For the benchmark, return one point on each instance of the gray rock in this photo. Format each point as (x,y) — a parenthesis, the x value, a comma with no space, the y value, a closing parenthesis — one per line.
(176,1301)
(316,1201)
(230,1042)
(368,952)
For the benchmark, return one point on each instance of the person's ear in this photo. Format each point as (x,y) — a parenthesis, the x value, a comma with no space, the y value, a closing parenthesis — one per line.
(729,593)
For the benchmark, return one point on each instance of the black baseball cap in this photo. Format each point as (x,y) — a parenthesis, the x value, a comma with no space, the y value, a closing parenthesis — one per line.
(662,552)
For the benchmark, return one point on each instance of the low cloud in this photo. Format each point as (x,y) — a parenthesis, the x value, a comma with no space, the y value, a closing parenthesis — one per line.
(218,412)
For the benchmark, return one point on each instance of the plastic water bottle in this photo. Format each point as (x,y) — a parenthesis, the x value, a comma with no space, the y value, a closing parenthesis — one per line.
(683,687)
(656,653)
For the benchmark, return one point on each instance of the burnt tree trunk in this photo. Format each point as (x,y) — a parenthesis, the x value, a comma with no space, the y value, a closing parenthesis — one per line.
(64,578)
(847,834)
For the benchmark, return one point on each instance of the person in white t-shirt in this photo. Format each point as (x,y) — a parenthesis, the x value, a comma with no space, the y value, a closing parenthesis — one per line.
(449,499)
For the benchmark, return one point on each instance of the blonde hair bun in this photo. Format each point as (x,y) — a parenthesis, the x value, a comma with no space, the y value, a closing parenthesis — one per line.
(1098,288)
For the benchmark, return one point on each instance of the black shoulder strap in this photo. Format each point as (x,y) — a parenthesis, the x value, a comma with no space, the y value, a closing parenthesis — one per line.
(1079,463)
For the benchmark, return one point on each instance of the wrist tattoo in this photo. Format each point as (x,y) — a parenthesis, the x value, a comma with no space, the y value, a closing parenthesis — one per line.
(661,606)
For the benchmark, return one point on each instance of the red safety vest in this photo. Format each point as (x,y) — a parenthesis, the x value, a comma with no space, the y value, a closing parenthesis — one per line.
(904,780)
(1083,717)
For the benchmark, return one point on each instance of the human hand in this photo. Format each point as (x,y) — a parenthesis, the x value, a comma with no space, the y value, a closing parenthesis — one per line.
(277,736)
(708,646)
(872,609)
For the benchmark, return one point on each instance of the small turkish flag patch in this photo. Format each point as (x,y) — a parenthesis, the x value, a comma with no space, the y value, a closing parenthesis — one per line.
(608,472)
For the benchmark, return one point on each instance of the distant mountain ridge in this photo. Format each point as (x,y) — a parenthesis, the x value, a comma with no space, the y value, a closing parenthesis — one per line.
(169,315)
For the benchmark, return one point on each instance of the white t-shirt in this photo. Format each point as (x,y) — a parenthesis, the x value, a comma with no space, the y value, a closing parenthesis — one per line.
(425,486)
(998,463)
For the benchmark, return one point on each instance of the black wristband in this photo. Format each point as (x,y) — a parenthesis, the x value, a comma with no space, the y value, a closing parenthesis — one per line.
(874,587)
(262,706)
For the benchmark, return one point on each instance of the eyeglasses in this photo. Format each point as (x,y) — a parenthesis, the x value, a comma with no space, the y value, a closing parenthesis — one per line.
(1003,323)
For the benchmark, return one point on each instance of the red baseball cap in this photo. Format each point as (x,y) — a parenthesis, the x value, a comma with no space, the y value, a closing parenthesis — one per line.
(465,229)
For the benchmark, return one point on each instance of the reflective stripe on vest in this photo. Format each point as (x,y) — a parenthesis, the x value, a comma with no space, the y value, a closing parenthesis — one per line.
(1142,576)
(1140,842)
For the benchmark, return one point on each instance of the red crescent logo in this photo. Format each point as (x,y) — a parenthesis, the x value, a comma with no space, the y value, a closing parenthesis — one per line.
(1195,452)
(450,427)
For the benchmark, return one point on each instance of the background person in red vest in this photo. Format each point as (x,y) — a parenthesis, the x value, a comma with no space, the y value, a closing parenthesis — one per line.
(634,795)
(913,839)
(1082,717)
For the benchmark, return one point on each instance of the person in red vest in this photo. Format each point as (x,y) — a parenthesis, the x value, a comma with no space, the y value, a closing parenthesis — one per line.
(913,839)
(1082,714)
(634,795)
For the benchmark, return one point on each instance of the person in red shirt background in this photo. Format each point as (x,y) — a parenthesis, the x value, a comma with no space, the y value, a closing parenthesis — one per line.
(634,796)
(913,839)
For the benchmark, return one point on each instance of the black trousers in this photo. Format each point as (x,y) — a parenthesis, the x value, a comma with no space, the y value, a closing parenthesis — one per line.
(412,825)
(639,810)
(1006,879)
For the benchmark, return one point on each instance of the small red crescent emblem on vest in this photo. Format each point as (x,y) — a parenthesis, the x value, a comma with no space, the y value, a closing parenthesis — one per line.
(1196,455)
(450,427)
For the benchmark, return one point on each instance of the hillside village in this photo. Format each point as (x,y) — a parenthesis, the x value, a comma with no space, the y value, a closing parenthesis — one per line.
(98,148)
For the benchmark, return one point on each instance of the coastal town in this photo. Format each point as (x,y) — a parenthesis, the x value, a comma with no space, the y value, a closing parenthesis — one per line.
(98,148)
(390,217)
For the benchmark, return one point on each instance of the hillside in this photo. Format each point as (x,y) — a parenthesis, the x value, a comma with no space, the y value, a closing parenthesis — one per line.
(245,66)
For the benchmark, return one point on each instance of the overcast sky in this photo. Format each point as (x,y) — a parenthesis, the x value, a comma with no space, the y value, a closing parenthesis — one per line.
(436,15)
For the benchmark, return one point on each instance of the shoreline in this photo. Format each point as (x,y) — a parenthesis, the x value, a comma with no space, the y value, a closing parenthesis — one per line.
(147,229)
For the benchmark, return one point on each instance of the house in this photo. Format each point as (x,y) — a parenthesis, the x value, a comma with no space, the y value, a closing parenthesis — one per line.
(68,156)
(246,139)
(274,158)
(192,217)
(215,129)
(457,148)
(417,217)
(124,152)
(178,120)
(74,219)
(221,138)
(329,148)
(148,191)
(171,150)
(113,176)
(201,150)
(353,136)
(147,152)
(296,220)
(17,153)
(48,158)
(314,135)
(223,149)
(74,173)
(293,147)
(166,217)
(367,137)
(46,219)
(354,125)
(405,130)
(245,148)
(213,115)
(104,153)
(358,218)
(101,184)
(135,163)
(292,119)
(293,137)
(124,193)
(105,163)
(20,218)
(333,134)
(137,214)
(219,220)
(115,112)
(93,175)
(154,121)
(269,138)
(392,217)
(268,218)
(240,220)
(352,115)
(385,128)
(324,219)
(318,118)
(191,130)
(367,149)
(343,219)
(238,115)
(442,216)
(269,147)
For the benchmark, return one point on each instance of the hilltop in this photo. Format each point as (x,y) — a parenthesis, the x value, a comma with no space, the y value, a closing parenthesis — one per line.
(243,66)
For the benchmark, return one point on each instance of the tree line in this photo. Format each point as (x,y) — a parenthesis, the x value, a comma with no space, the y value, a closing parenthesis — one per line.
----------
REQUEST: Reproduce every line above word for word, in the same order.

IN RESPONSE:
For the benchmark, return one point on each instance of the gray rock in this photo. Format each point as (x,y) — a parenthesis, the x value, a comma with no space, the y value, a closing parenthesis — one per line.
(176,1301)
(316,1201)
(230,1042)
(368,952)
For the benchmark, return one point on each instance of the person's ear in this photo. Format each point as (x,y) — a parenthesis, the x value, a comma with no space, the y value, a closing parenthesis — one per line.
(729,593)
For the benchmark, return one point on each instance of the black baseball cap in this photo. Format each point as (x,y) — a parenthesis, the x value, a comma with no space, the y value, a closing parenthesis — one per line.
(662,552)
For the benchmark, return one point on each instance of the low cloud in this photo. Format each point as (x,y) — a parenthesis, the x value, a comma with no space, the y value, a closing parenthesis — one per line.
(218,412)
For the benchmark, return one point on each instance of the plastic water bottle in this photo. Format each point as (x,y) — a parenthesis, the x value, a comma with no space, the y value, a closing parenthesis — one per line.
(683,687)
(656,653)
For the benchmark, return one point on each instance of the burnt tree trunk in this photo. Format each point as (x,y) — a parenthesis, the x value, a comma with no space, the y value, a closing parenthesis — one per line.
(64,578)
(847,834)
For the benchmark, return one point on each instance of the person in white t-shirt in this photo. Format each point as (x,y) — a parenthesis, the x value, a comma with no space, the y value, a closing parenthesis — one per line.
(449,499)
For the benchmark, return one point on each instance of the blonde hair bun in this photo. Format each point as (x,y) — a parenthesis, the x value, a comma with no space, the y value, a closing parenthesis — one per line.
(1098,288)
For the benchmark, return one point on each instance of the black shoulder strap in this photo. Format each point as (x,y) — a parenthesis, the x value, a comma with no space, the y value, a closing parenthesis — one per line.
(1079,463)
For the benchmark, return one point on each instance of the wrist tattoo in this photo. Format each point as (x,y) — a parenthesis, the x value, a comma with no space, the y value, a closing parenthesis — one per line.
(661,606)
For the benchmark, return one point on each instance of the red safety vest in this photo. Format each point as (x,y) — a parenthesis, the x value, a comma with no space, the y value, a closing parenthesis — one per line.
(904,780)
(1083,717)
For the benchmark, return one point on each instance of the human hand in this photo. Format each point as (x,y) — a parenthesis, the x value, a comma with no space, the y value, a closing parenthesis — one per line.
(277,736)
(708,646)
(872,609)
For the benchmark, return one point on each instance of the small turkish flag patch in this photo. Format each point as (x,y) — a parenthesis, the x value, a comma with no space, the y value, a closing parenthesis — one per line.
(608,472)
For the benchmark, return one point on each instance of the distant mountain ridge in this photo. Format each point as (x,y) — a parenthesis, the x value, a comma with no space, the y value, a closing parenthesis — one per line.
(169,315)
For the benchmark, return one point on each instance of the white t-shirt in this photo. Format each point as (x,y) — a parenthesis, the x value, a comma with no space, the y value, a closing parenthesis — one per line.
(425,486)
(998,463)
For the benchmark, return one point on each instance of the black wristband in this photo. Format each point as (x,y) — a parenthesis, the x value, a comma with no space, the y value, a closing parenthesis — one per line.
(874,587)
(262,706)
For the benchmark, return one point on each instance of the eyeglasses in this photo. Format each point as (x,y) — a parenthesis, the x value, a comma with no space, the y value, a closing parenthesis — one per line.
(1003,323)
For the benchmark, return one point on each instance of the red baseball cap in this photo. Format each point as (x,y) — a parenthesis, the x value, a comma with no space, the y value, a closing parenthesis — one per line.
(465,229)
For the benchmark, return one point on each instance of the reflective stripe on vest in this photo. Format each point as (x,y) — a parenthesis, the x value, a comma with no space, the y value, a closing parenthesis — one per line.
(1142,576)
(1140,842)
For the benchmark, return one point on each instance of the red crescent logo in this photo. Format each point as (x,y) — a parenthesis, the x value, a comma with no space, the y value, a closing parenthesis — one per line.
(1195,452)
(450,427)
For the benchmark, return one point on each instance of the background person in red vest in this photo. Format each point as (x,y) — a parenthesis, the x value, a comma with no space, the y value, a closing parenthesis — one per line.
(634,795)
(913,839)
(1082,717)
For the benchmark, return one point on each instance of the person in red vest in this photo. Format each point as (x,y) — a parenthesis, the x value, a comma with no space, the y value, a closing parenthesis — one per line.
(913,839)
(1082,714)
(634,795)
For the benchmark, return one point on each instance of the person in red shirt background in this photo. Format each point as (x,y) — a parenthesis, the x value, a comma with no space, the y value, a closing parenthesis — one per line.
(634,796)
(913,839)
For the benchmark, return one point on each instance of the black trousers in this photo. Format each point as (x,y) — a parenthesis, the x value, a comma with no space, the y value, a closing parenthesis — one per line.
(412,825)
(639,810)
(1006,879)
For the benchmark, return one point on each instance of the small red crescent emblem on vest in this photo. Format each point as (x,y) — a parenthesis, the x value, a comma with no space, the y value, a closing parenthesis — one per line.
(1196,455)
(450,427)
For the benchmark, return one point on each instance of the hillside village in this photo. Format each point as (x,y) — a parenthesis, the x value, a comma with no space, the y value, a closing parenthesis — one per line.
(98,148)
For the benchmark, return one point on each instance of the coastal town in this photo. Format each point as (x,y) — a parenthesis, the x value, a comma with no space, the y value, a closing parenthesis — one per line.
(98,148)
(390,217)
For the benchmark, return one point on each instance of the hillside in this photo. Format each point as (x,y) — a parenthesis, the x value, a comma with no space, the y value, a closing parenthesis — one per line.
(245,66)
For the benchmark, return one point on each instance of the overcast sky in this photo. Format each point as (x,y) — a parenthesis, the x value, a comma with no space, the y value, a closing parenthesis — one per line.
(436,15)
For the benchmark, return one point on each instance of the shoreline in this photo. Format each point as (x,y) — a parenthesis, the x value, a comma with no space, the y value, a closing parenthesis — one per line.
(147,229)
For the benchmark, return one point on each instance of the house in this photo. Format each point as (x,y) — a parenthesis, the x value, a comma with no space, the y value, a closing parenthesis — one per line.
(68,156)
(246,139)
(274,158)
(192,217)
(215,129)
(457,148)
(417,217)
(124,152)
(178,120)
(74,219)
(221,138)
(329,148)
(148,191)
(171,150)
(113,176)
(201,150)
(353,136)
(147,152)
(296,220)
(17,153)
(48,158)
(314,135)
(223,149)
(74,173)
(293,147)
(166,217)
(367,137)
(46,219)
(354,125)
(405,130)
(245,148)
(213,115)
(104,153)
(358,218)
(101,184)
(135,163)
(292,119)
(293,137)
(124,193)
(105,163)
(20,218)
(333,134)
(137,214)
(219,220)
(115,112)
(93,175)
(154,121)
(269,138)
(392,217)
(268,218)
(240,220)
(352,115)
(385,128)
(324,219)
(318,118)
(191,130)
(367,149)
(343,219)
(238,115)
(442,216)
(269,147)
For the benchmark, return one point on each instance of the hilltop in this photo. Format each point as (x,y) — a parenthesis, the x value, a comma with no space, the y value, a closing parenthesis — one per line.
(243,66)
For the benchmark, return one point on each instance of the tree line in this photo. Format each point as (x,y) — a parenthesis, the x value, a comma with no space, the y value, a closing parenthesis — one per line.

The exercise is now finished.